*Instruction*: Can you reproduce every one of the rows below word for word, leaving out the picture?

*Records for the task*:

====

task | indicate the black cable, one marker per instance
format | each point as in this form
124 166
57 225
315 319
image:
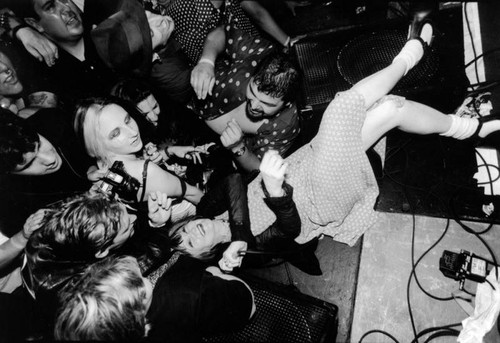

====

*Solution to this problem*:
task | indicate the black cable, one marker per instance
format | each point as in this form
124 166
57 225
315 319
image:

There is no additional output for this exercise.